* [SOURCE DATA]:
- Opening Delimiter -

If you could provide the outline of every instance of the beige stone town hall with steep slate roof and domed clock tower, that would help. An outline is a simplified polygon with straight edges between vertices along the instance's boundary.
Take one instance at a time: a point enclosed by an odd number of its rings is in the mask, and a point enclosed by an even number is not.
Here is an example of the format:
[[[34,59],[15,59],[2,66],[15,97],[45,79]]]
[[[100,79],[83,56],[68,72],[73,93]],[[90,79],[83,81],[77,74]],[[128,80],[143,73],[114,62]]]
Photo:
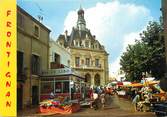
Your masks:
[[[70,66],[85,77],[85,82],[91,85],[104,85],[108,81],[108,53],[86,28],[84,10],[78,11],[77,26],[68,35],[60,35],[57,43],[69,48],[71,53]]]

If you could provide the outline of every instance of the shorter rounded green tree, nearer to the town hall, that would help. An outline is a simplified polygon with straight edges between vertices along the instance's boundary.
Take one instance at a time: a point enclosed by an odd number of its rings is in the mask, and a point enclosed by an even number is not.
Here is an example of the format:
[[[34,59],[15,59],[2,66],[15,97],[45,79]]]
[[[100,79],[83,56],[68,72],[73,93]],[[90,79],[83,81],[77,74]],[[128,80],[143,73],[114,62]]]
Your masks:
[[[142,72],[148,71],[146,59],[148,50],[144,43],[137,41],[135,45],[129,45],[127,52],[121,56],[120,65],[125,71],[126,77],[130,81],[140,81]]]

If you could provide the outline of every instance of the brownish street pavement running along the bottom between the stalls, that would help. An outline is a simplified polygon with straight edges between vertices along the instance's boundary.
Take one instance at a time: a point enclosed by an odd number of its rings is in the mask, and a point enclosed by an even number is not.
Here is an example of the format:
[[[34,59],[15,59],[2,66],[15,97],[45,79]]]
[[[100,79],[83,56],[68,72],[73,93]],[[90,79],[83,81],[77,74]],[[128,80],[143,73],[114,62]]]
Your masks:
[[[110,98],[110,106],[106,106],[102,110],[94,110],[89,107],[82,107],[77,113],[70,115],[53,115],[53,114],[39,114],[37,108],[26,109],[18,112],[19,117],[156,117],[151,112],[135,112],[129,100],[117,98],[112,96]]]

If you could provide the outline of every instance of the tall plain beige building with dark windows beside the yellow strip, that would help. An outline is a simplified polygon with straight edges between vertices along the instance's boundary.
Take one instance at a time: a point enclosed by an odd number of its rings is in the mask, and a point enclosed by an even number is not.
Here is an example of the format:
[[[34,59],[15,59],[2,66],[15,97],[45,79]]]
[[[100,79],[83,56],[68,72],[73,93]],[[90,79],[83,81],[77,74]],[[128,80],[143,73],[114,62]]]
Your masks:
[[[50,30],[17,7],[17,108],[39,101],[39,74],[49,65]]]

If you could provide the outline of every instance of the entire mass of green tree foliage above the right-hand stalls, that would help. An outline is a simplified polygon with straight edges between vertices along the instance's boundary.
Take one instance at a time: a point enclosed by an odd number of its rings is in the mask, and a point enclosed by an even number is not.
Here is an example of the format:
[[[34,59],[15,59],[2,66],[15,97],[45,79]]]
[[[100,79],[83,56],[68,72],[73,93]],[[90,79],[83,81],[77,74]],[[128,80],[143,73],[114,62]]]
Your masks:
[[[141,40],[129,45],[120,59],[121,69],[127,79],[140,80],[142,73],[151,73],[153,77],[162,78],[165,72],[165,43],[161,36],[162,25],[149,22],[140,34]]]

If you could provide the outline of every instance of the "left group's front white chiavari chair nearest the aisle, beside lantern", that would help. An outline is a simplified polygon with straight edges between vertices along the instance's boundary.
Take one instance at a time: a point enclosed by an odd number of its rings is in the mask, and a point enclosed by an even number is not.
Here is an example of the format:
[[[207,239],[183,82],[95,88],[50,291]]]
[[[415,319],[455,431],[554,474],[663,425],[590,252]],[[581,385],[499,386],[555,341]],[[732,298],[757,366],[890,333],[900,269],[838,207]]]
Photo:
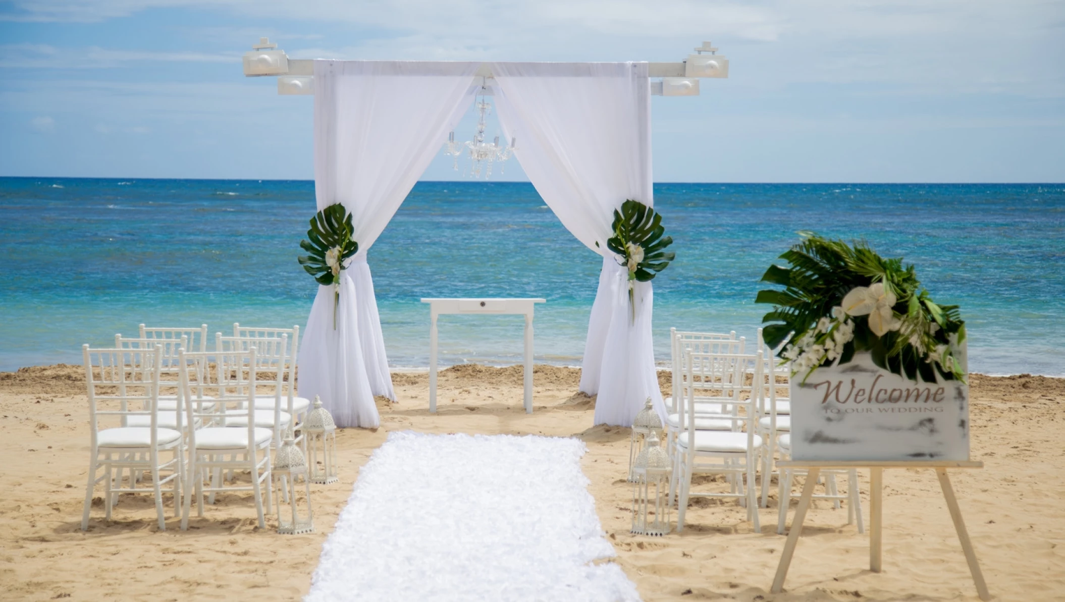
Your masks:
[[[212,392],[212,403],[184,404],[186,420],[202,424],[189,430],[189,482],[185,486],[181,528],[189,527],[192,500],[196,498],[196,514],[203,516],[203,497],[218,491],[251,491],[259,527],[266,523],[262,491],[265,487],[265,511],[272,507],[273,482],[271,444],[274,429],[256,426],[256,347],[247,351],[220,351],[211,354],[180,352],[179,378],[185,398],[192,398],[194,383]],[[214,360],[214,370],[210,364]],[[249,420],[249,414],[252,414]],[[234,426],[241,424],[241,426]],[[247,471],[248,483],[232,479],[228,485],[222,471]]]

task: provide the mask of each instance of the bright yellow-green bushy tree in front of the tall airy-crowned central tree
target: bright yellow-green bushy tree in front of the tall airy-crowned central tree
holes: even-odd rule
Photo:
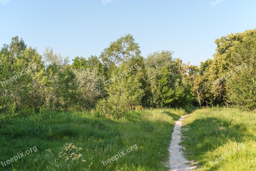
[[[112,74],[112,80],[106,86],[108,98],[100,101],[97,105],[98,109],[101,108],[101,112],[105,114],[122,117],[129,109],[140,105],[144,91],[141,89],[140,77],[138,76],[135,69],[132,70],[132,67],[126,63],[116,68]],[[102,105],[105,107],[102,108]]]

- Closing Delimiter -

A word-for-word copy of the entries above is needed, with every picture dropped.

If you could provide the outline of every instance of the beige stone town hall with steep slate roof and domed clock tower, that would help. An outline is a simplified polygon with straight edges between vertices along the instance's boundary.
Take one instance at a time: a point enclosed by an odd number of its rings is in the mask, and a point enclosed by an even number is not.
Here is an example of the format:
[[[34,59],[15,59],[2,66],[15,97],[45,79]]]
[[[100,79],[83,56],[68,72],[73,93]],[[90,79],[83,81],[77,74]],[[128,80],[143,73],[114,62]]]
Photo:
Your masks:
[[[70,66],[85,77],[85,82],[91,85],[104,85],[108,81],[108,53],[86,28],[84,10],[78,11],[77,26],[68,35],[60,35],[57,43],[69,48],[71,53]]]

If you could provide the outline of every instance of the shorter rounded green tree, nearer to the town hall, that would help. An outline is a simplified polygon with straight edges between vertices along the instance's boundary.
Take one instance at a time: a point enclosed by an odd number of its rings is in the mask, and a point enclosed by an even number is not.
Here is an example of the format:
[[[34,59],[15,59],[2,66],[15,97],[45,79]]]
[[[100,79],[83,56],[68,72],[73,93]],[[90,79],[83,81],[77,74]],[[128,80],[143,73],[114,62]]]
Your masks:
[[[142,72],[148,71],[146,59],[148,50],[144,43],[137,41],[135,45],[129,45],[127,52],[121,56],[120,65],[125,71],[126,77],[130,81],[140,81]]]

If you could provide the outline of every instance of the brownish street pavement running along the bottom between the stalls, that would help. An outline is a simplified polygon with straight edges between vertices along the instance's boundary.
Take one instance at a time: a point enclosed by an odd number of its rings is in the mask, and a point enclosed by an even number is not.
Here is an example of the format:
[[[34,59],[15,59],[2,66],[15,97],[45,79]]]
[[[100,79],[83,56],[68,72],[73,93]],[[90,79],[83,81],[77,74]],[[128,80],[143,73],[114,62]]]
Your masks:
[[[110,98],[110,106],[106,106],[102,110],[94,110],[89,107],[82,107],[77,113],[70,115],[53,115],[53,114],[39,114],[37,108],[26,109],[18,112],[19,117],[156,117],[151,112],[135,112],[129,100],[117,98],[112,96]]]

If you could provide the outline of every instance of the tall plain beige building with dark windows beside the yellow strip, that would help. An outline is a simplified polygon with straight edges between vertices along the instance's boundary.
Take one instance at a time: a point enclosed by an odd number of its rings is in the mask, and a point enclosed by an even number is not.
Here is an example of the format:
[[[34,59],[15,59],[2,66],[15,97],[45,79]]]
[[[100,79],[83,56],[68,72],[73,93]],[[90,79],[83,81],[77,74]],[[128,80],[143,73],[114,62]]]
Your masks:
[[[50,30],[17,7],[17,108],[39,101],[39,74],[49,65]]]

If you could provide the outline of every instance of the entire mass of green tree foliage above the right-hand stalls, that would help. An outline is a simplified polygon with straight edges between vertices along the instance's boundary.
Take one instance at a time: a point enclosed by an odd number of its rings is in the mask, and a point enclosed by an even number is not.
Here is an example of the format:
[[[34,59],[15,59],[2,66],[15,97],[45,79]]]
[[[100,79],[83,56],[68,72],[73,93]],[[90,79],[83,81],[77,74]],[[128,80],[143,73],[114,62]]]
Your masks:
[[[141,40],[129,45],[120,59],[121,69],[127,79],[140,80],[142,73],[151,73],[153,77],[162,78],[165,72],[165,43],[161,36],[162,25],[149,22],[140,34]]]

If you could provide the outline of every instance of the "left group's front white chiavari chair nearest the aisle, beside lantern", that would help. An outline is a simplified polygon with straight edges between vertices along the instance's boundary.
Take one instance at a time: a point enclosed by an odd number of its rings is in the mask, and a point enclosed by an even number is not.
Here is an example of the format:
[[[207,239],[183,82],[95,88],[50,291]]]
[[[415,319],[455,431],[554,474],[663,425],[590,252]],[[581,385],[499,386],[555,341]],[[732,298],[757,366],[890,333],[900,269],[838,207]]]
Photo:
Your masks:
[[[212,392],[212,403],[184,404],[186,420],[202,424],[189,430],[189,482],[185,486],[181,528],[189,527],[192,500],[196,498],[196,514],[203,516],[203,497],[218,491],[251,491],[259,527],[266,523],[262,491],[265,487],[265,511],[272,507],[273,482],[271,444],[274,429],[256,426],[256,347],[247,351],[220,351],[211,354],[180,352],[179,378],[185,398],[192,398],[194,383]],[[214,360],[214,370],[210,364]],[[249,420],[249,414],[252,414]],[[234,426],[241,424],[241,426]],[[247,471],[248,483],[232,479],[228,485],[222,471]]]

task: provide the mask of each instance of the bright yellow-green bushy tree in front of the tall airy-crowned central tree
target: bright yellow-green bushy tree in front of the tall airy-crowned central tree
holes: even-odd rule
Photo:
[[[112,74],[112,80],[106,86],[108,98],[100,101],[97,105],[98,109],[101,108],[101,112],[105,114],[122,117],[129,109],[140,105],[144,91],[141,89],[140,77],[138,76],[135,69],[132,70],[132,67],[126,63],[116,68]],[[102,105],[105,107],[102,108]]]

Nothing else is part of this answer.